YOUR OBJECTIVE:
Line by line, output the material without altering anything.

GIVEN INFORMATION:
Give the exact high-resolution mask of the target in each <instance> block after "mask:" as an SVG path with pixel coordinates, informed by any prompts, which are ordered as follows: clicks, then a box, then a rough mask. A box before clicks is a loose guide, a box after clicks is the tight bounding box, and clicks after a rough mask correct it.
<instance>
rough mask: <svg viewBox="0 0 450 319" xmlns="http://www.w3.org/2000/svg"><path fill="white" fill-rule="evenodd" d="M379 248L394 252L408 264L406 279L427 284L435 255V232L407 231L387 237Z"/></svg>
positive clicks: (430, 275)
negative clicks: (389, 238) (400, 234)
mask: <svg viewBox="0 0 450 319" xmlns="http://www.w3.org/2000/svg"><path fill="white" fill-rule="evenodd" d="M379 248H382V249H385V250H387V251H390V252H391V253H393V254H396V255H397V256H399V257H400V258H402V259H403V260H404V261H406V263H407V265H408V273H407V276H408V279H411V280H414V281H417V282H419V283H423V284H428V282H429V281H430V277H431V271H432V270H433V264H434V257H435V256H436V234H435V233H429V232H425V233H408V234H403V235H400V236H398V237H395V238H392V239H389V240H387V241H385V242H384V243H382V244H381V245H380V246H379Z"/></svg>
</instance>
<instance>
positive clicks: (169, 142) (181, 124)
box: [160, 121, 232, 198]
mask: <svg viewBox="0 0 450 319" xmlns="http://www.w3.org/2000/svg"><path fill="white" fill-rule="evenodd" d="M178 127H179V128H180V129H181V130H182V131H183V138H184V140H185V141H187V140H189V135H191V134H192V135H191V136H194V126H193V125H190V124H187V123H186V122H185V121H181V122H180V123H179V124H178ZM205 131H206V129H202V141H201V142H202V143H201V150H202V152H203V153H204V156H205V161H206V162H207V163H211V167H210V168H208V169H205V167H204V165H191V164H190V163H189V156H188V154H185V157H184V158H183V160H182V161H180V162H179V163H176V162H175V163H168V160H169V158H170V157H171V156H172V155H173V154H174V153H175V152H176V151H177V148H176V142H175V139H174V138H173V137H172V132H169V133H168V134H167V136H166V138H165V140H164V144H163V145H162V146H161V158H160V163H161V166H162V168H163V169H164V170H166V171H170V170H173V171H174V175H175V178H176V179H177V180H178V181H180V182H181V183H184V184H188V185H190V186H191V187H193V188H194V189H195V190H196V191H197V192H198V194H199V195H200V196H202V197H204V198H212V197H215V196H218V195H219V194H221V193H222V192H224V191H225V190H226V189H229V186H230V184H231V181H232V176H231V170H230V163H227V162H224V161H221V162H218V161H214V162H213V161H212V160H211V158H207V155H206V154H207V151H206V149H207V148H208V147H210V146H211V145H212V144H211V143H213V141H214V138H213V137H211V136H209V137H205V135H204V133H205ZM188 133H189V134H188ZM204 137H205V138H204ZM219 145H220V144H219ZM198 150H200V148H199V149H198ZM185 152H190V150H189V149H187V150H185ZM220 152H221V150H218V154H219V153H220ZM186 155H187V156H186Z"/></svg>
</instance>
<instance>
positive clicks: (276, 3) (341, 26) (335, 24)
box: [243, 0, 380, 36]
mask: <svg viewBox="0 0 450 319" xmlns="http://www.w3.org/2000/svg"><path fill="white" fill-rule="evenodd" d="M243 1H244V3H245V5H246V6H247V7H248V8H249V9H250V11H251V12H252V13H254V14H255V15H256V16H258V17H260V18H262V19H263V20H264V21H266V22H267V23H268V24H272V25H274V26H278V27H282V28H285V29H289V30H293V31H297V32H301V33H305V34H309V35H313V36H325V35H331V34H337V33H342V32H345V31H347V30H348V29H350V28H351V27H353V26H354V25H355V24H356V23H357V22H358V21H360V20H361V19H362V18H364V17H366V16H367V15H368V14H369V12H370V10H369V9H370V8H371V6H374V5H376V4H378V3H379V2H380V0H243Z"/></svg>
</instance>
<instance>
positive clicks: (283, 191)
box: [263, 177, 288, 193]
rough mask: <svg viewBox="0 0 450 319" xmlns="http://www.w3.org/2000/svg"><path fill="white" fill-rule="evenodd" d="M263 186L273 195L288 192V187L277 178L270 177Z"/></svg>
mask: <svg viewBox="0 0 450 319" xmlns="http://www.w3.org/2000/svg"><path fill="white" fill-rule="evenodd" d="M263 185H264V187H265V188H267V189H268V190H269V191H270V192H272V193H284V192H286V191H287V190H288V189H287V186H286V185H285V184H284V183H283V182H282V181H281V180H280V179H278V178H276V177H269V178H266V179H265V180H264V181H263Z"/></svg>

PROBLEM SOLUTION:
Give the exact high-resolution mask of the target in each <instance> block after "mask:" as an SVG path with pixel coordinates, informed by any prompts, which are ordered as follows: clicks, then a box, then a rough mask. A box before clicks is a loose guide, a box after clicks is the tight bounding box, and clicks after a rough mask correct it.
<instance>
rough mask: <svg viewBox="0 0 450 319" xmlns="http://www.w3.org/2000/svg"><path fill="white" fill-rule="evenodd" d="M379 248L394 252L408 264L406 279L427 284L435 255V232L407 231L387 237Z"/></svg>
positive clicks: (430, 275)
negative clicks: (389, 238) (400, 234)
mask: <svg viewBox="0 0 450 319" xmlns="http://www.w3.org/2000/svg"><path fill="white" fill-rule="evenodd" d="M379 248H382V249H385V250H387V251H390V252H391V253H393V254H396V255H397V256H399V257H400V258H402V259H403V260H404V261H406V263H407V265H408V273H407V276H408V279H411V280H414V281H417V282H419V283H423V284H428V282H429V281H430V277H431V271H432V270H433V264H434V257H435V256H436V234H435V233H429V232H425V233H408V234H403V235H400V236H398V237H395V238H392V239H389V240H387V241H385V242H384V243H382V244H381V245H380V246H379Z"/></svg>
</instance>
<instance>
positive clicks: (169, 142) (181, 124)
box: [160, 121, 232, 198]
mask: <svg viewBox="0 0 450 319" xmlns="http://www.w3.org/2000/svg"><path fill="white" fill-rule="evenodd" d="M178 127H179V128H180V129H181V130H182V131H183V138H184V140H185V141H187V140H189V135H191V134H192V135H191V136H194V126H193V125H190V124H187V123H186V122H185V121H181V122H180V123H179V124H178ZM205 131H206V129H202V141H201V142H202V143H201V150H202V152H203V153H204V156H205V161H206V162H207V163H211V167H210V168H208V169H205V167H204V165H191V164H190V163H189V156H188V154H185V157H184V158H183V160H182V161H180V162H179V163H176V162H175V163H168V160H169V158H170V157H171V156H172V155H173V154H174V153H175V152H176V151H177V148H176V142H175V139H174V138H173V137H172V132H169V133H168V134H167V136H166V138H165V140H164V144H163V145H162V146H161V158H160V163H161V166H162V168H163V169H164V170H166V171H170V170H173V171H174V175H175V178H176V179H177V180H178V181H180V182H181V183H184V184H188V185H190V186H191V187H193V188H194V189H195V190H196V191H197V192H198V194H199V195H200V196H202V197H204V198H212V197H215V196H218V195H219V194H221V193H222V192H224V191H225V190H226V189H229V186H230V184H231V181H232V176H231V170H230V163H227V162H224V161H221V162H218V161H214V162H213V161H212V160H211V158H207V155H206V154H207V151H206V149H207V148H208V147H210V146H211V145H212V144H211V143H213V141H214V138H213V137H211V136H209V137H205V135H204V133H205ZM188 133H189V134H188ZM204 137H205V138H204ZM219 145H220V144H219ZM198 150H200V148H199V149H198ZM185 152H190V150H189V149H187V150H185ZM220 152H221V150H218V154H219V153H220ZM186 155H187V156H186Z"/></svg>
</instance>
<instance>
positive clicks: (276, 3) (341, 26) (335, 24)
box: [243, 0, 380, 36]
mask: <svg viewBox="0 0 450 319" xmlns="http://www.w3.org/2000/svg"><path fill="white" fill-rule="evenodd" d="M243 1H244V3H245V5H246V6H247V7H248V8H249V9H250V11H251V12H252V13H254V14H255V15H256V16H258V17H260V18H262V19H263V20H264V21H266V22H267V23H268V24H272V25H274V26H278V27H282V28H285V29H289V30H293V31H297V32H301V33H305V34H309V35H313V36H325V35H331V34H337V33H342V32H345V31H347V30H348V29H350V28H351V27H353V26H354V25H355V24H356V23H357V22H358V21H360V20H361V19H362V18H364V17H366V16H367V15H368V14H369V12H370V10H369V9H370V8H371V6H374V5H376V4H378V3H379V2H380V0H243Z"/></svg>
</instance>
<instance>
positive clicks: (283, 191)
box: [263, 177, 288, 193]
rough mask: <svg viewBox="0 0 450 319" xmlns="http://www.w3.org/2000/svg"><path fill="white" fill-rule="evenodd" d="M263 186L273 195L288 192V187L277 178L270 177Z"/></svg>
mask: <svg viewBox="0 0 450 319" xmlns="http://www.w3.org/2000/svg"><path fill="white" fill-rule="evenodd" d="M263 185H264V187H265V188H267V189H268V190H269V191H270V192H272V193H284V192H286V191H287V190H288V189H287V186H286V185H285V184H284V183H283V182H282V181H281V180H280V179H278V178H276V177H269V178H266V179H265V180H264V181H263Z"/></svg>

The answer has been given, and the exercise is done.